Stored data entries

►

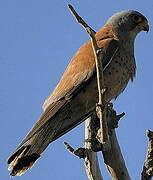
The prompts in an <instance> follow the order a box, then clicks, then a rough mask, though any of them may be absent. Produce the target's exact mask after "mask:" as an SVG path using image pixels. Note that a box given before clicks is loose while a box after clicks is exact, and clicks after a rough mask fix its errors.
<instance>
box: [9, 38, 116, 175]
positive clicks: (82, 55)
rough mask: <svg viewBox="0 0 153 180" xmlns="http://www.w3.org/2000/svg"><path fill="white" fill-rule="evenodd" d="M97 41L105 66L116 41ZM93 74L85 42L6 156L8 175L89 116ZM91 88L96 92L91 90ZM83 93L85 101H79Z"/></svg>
mask: <svg viewBox="0 0 153 180" xmlns="http://www.w3.org/2000/svg"><path fill="white" fill-rule="evenodd" d="M97 42H98V45H99V47H101V48H102V49H103V51H102V52H103V53H102V54H103V55H102V56H103V59H102V61H103V67H104V69H105V68H107V66H108V65H109V63H110V61H111V60H112V57H113V56H114V54H115V53H116V51H117V49H118V41H116V40H114V39H113V38H107V39H102V40H101V39H100V38H99V39H98V37H97ZM95 77H96V75H95V60H94V54H93V50H92V46H91V42H90V41H89V42H87V43H86V44H85V45H84V46H82V47H81V48H80V50H79V51H78V52H77V54H76V55H75V56H74V58H73V59H72V61H71V62H70V64H69V66H68V68H67V70H66V72H65V73H64V75H63V77H62V79H61V81H60V82H59V84H58V85H57V87H56V88H55V90H54V91H53V93H52V95H51V96H50V97H49V98H48V100H47V101H46V102H45V105H44V112H43V113H42V115H41V116H40V119H39V121H38V122H37V123H36V124H35V125H34V127H33V128H32V129H31V130H30V132H29V133H28V135H27V136H26V137H25V139H24V140H23V141H22V142H21V144H20V145H19V146H18V147H17V149H16V151H15V152H14V153H13V154H12V155H11V156H10V158H9V159H8V164H9V169H10V170H12V173H11V175H12V176H14V175H21V174H23V173H25V171H26V170H27V169H29V168H31V167H32V165H33V164H34V162H35V161H36V159H37V158H38V157H39V156H40V154H41V153H42V152H43V151H44V150H45V149H46V147H47V146H48V144H49V143H50V142H52V141H54V140H55V139H57V138H58V137H60V136H62V135H63V134H65V133H66V132H68V131H69V130H71V129H72V128H74V127H75V126H76V125H78V124H80V123H81V122H82V121H83V119H85V118H86V117H87V116H88V115H89V113H90V110H91V108H93V106H94V104H95V103H96V100H97V99H95V98H96V97H91V94H89V93H88V91H89V89H91V90H92V89H93V87H92V85H91V84H92V83H91V82H93V81H92V79H93V78H95ZM95 84H96V83H95ZM89 85H91V86H89ZM96 89H97V88H96ZM84 91H85V94H83V93H84ZM92 91H93V92H94V94H96V93H95V89H93V90H92ZM84 95H86V102H85V101H84V100H83V98H84ZM93 100H94V101H93ZM92 111H93V109H92Z"/></svg>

◄

EXERCISE AIM - Turn every line of the listing above into a numbered list, skipping blank lines and leaving out the pictures.

REPLY TO THE EXERCISE -
1. The prompts in an <instance> follow the order a box, then clicks, then a rough mask, though any of them may be absent. Produce the target's exact mask after "mask:" as an SVG path using image pixels. Note that a box given before clicks is loose while a box after clicks is exact, and clicks after a rough mask fix its errors.
2. <instance>
3. box: [9, 38, 116, 175]
4. positive clicks: (82, 55)
5. rough mask: <svg viewBox="0 0 153 180" xmlns="http://www.w3.org/2000/svg"><path fill="white" fill-rule="evenodd" d="M97 41L105 66L116 41ZM93 74L85 42L6 156L8 175L89 116ZM91 88L96 92L91 90ZM83 93L85 101H79Z"/></svg>
6. mask: <svg viewBox="0 0 153 180" xmlns="http://www.w3.org/2000/svg"><path fill="white" fill-rule="evenodd" d="M97 42H98V45H99V47H101V48H102V49H103V51H102V52H103V53H102V54H103V55H102V56H103V59H102V61H103V67H104V69H105V68H107V66H108V65H109V63H110V61H111V60H112V57H113V56H114V54H115V53H116V51H117V49H118V41H116V40H114V39H113V38H107V39H102V40H101V39H100V38H99V39H98V37H97ZM95 77H96V75H95V60H94V54H93V50H92V46H91V42H90V41H89V42H87V43H86V44H85V45H84V46H82V47H81V48H80V50H79V51H78V52H77V54H76V55H75V56H74V58H73V59H72V61H71V62H70V64H69V66H68V68H67V70H66V72H65V73H64V75H63V77H62V79H61V81H60V82H59V84H58V85H57V87H56V88H55V90H54V91H53V93H52V95H51V96H50V97H49V98H48V100H47V101H46V102H45V105H44V112H43V113H42V115H41V116H40V119H39V121H38V122H37V123H36V124H35V125H34V127H33V128H32V129H31V130H30V132H29V133H28V135H27V136H26V137H25V139H24V140H23V141H22V142H21V144H20V145H19V146H18V147H17V149H16V151H15V152H14V153H13V154H12V155H11V156H10V158H9V159H8V164H9V169H10V170H12V173H11V175H12V176H14V175H21V174H23V173H25V171H26V170H27V169H29V168H31V167H32V165H33V164H34V162H35V161H36V159H37V158H38V157H39V156H40V154H41V153H42V152H43V151H44V150H45V149H46V147H47V146H48V144H49V143H50V142H52V141H54V140H55V139H57V138H58V137H60V136H62V135H63V134H65V133H66V132H68V131H69V130H71V129H72V128H74V127H75V126H76V125H78V124H80V123H81V122H82V121H83V119H85V118H86V117H87V116H88V115H89V113H90V110H91V108H93V106H94V104H95V103H96V100H97V99H95V98H96V97H91V94H89V93H88V91H89V89H91V90H92V89H93V87H92V85H91V84H92V83H91V82H93V81H92V79H93V78H95ZM95 84H96V83H95ZM89 85H91V86H89ZM96 89H97V88H96ZM84 91H85V94H83V93H84ZM92 91H93V92H94V94H96V93H95V89H93V90H92ZM84 95H86V102H85V101H84V100H83V98H84ZM93 100H94V101H93ZM92 111H93V109H92Z"/></svg>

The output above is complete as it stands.